◆ **QUOTED PASSAGE**
* BEGIN *
The really good aluminum grades are hardened by compression . That's basically "aircraft grade" . It actually changes the crystalline structure of the aluminum.

John , you are describing 'shot peening' ....It's where the term 'Ball-peen hammer' came from.You use a sandblaster with tiny little hardened ball bearings.
https://en.wikipedia.org/wiki/Peening

Peening increases metal strength through both 'work-hardening' and 'dimpling' .
-----

Honestly , I'd be afraid to harden aluminum. Tempermental . :p
It's not allowed for any lifting grade equipment anywhere I know of.

peening imparts a compressive residual stress on the surface, which is useful in enhancing the fatigue life of parts since you 1) reduce the mean stress 2) create plastic zones that blunt cracks

i wouldn't say "good" aluminum is work hardened. it's merely different. also, there are going to be practical strength limitations with work hardening vs. other strengthening mechanisms, with precipitation hardening being more effective than work hardening, as far as i know. also, heat treatable alloys are generally going to be able to be made in much larger section sizes than work hardening ones (uniformity of work goes down as section size goes up).
* END *
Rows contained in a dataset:
* BEGIN *
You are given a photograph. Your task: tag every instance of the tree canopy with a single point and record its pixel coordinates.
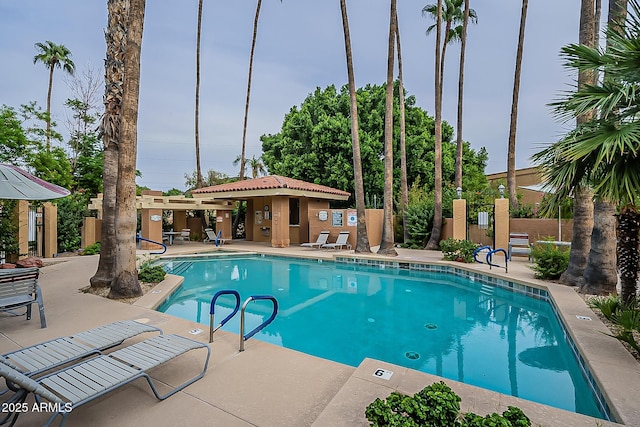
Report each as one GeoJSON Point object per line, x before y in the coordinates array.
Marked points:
{"type": "Point", "coordinates": [314, 144]}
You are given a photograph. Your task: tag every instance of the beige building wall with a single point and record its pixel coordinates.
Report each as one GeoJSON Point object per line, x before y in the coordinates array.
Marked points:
{"type": "Point", "coordinates": [501, 223]}
{"type": "Point", "coordinates": [337, 220]}
{"type": "Point", "coordinates": [50, 236]}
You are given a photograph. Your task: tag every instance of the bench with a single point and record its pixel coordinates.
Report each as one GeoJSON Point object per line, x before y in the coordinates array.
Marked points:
{"type": "Point", "coordinates": [19, 288]}
{"type": "Point", "coordinates": [519, 245]}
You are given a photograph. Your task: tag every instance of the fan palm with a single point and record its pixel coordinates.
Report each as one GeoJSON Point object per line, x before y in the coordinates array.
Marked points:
{"type": "Point", "coordinates": [53, 56]}
{"type": "Point", "coordinates": [605, 151]}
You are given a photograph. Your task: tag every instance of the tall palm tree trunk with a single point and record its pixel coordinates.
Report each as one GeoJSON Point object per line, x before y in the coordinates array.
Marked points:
{"type": "Point", "coordinates": [362, 239]}
{"type": "Point", "coordinates": [386, 245]}
{"type": "Point", "coordinates": [581, 240]}
{"type": "Point", "coordinates": [243, 155]}
{"type": "Point", "coordinates": [600, 275]}
{"type": "Point", "coordinates": [511, 154]}
{"type": "Point", "coordinates": [580, 243]}
{"type": "Point", "coordinates": [197, 112]}
{"type": "Point", "coordinates": [627, 249]}
{"type": "Point", "coordinates": [115, 37]}
{"type": "Point", "coordinates": [404, 186]}
{"type": "Point", "coordinates": [459, 141]}
{"type": "Point", "coordinates": [434, 238]}
{"type": "Point", "coordinates": [53, 64]}
{"type": "Point", "coordinates": [125, 282]}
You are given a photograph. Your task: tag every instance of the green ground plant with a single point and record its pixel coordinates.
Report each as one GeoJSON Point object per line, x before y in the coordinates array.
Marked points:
{"type": "Point", "coordinates": [436, 406]}
{"type": "Point", "coordinates": [550, 261]}
{"type": "Point", "coordinates": [458, 250]}
{"type": "Point", "coordinates": [92, 249]}
{"type": "Point", "coordinates": [624, 315]}
{"type": "Point", "coordinates": [148, 273]}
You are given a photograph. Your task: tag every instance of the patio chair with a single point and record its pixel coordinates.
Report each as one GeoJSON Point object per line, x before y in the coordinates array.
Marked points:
{"type": "Point", "coordinates": [341, 242]}
{"type": "Point", "coordinates": [215, 238]}
{"type": "Point", "coordinates": [48, 355]}
{"type": "Point", "coordinates": [322, 239]}
{"type": "Point", "coordinates": [185, 235]}
{"type": "Point", "coordinates": [19, 288]}
{"type": "Point", "coordinates": [71, 387]}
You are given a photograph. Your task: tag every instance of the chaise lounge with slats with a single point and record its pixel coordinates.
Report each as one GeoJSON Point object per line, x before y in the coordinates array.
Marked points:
{"type": "Point", "coordinates": [75, 385]}
{"type": "Point", "coordinates": [48, 355]}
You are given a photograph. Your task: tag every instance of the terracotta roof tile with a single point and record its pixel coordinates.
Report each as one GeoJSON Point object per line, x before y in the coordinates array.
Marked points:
{"type": "Point", "coordinates": [270, 182]}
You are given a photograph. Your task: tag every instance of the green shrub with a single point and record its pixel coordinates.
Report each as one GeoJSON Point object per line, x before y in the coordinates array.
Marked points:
{"type": "Point", "coordinates": [436, 406]}
{"type": "Point", "coordinates": [151, 274]}
{"type": "Point", "coordinates": [458, 250]}
{"type": "Point", "coordinates": [92, 249]}
{"type": "Point", "coordinates": [625, 317]}
{"type": "Point", "coordinates": [550, 261]}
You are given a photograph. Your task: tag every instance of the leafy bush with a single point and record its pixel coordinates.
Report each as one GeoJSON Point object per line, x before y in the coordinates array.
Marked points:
{"type": "Point", "coordinates": [458, 250]}
{"type": "Point", "coordinates": [625, 317]}
{"type": "Point", "coordinates": [550, 261]}
{"type": "Point", "coordinates": [151, 274]}
{"type": "Point", "coordinates": [436, 406]}
{"type": "Point", "coordinates": [92, 249]}
{"type": "Point", "coordinates": [71, 212]}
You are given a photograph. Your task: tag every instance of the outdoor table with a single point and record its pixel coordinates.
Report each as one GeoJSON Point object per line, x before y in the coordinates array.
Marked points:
{"type": "Point", "coordinates": [170, 235]}
{"type": "Point", "coordinates": [552, 242]}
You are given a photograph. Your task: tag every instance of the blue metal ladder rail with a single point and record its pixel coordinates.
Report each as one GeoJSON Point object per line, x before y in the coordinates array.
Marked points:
{"type": "Point", "coordinates": [213, 306]}
{"type": "Point", "coordinates": [243, 336]}
{"type": "Point", "coordinates": [488, 257]}
{"type": "Point", "coordinates": [475, 253]}
{"type": "Point", "coordinates": [164, 247]}
{"type": "Point", "coordinates": [506, 259]}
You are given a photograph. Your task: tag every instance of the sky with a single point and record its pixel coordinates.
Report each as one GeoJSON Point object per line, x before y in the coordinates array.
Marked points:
{"type": "Point", "coordinates": [300, 47]}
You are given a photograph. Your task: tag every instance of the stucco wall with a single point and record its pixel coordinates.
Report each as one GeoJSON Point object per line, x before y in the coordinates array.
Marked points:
{"type": "Point", "coordinates": [316, 224]}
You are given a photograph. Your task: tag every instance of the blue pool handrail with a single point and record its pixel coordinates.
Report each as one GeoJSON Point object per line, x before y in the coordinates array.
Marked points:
{"type": "Point", "coordinates": [480, 248]}
{"type": "Point", "coordinates": [506, 259]}
{"type": "Point", "coordinates": [243, 336]}
{"type": "Point", "coordinates": [213, 306]}
{"type": "Point", "coordinates": [164, 247]}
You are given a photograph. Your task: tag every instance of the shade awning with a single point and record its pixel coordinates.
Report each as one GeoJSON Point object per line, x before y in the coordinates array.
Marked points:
{"type": "Point", "coordinates": [17, 184]}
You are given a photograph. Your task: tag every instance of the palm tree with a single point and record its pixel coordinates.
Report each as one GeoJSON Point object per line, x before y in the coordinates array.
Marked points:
* END *
◆ **DIRECTIVE**
Can you condense the paragraph beginning "i wouldn't say "good" aluminum is work hardened" from the aluminum discussion into a brief bulleted list that keeps its main points? Answer using only the aluminum discussion.

◆ **SOLUTION TO THIS EXERCISE**
- "Good" aluminum isn't necessarily work hardened; it's merely different.
- Work hardening has practical strength limitations compared with other strengthening mechanisms. As far as the writer knows, precipitation hardening is more effective.
- Heat-treatable alloys can generally be made in much larger section sizes than work-hardening ones, because uniformity of work goes down as section size goes up.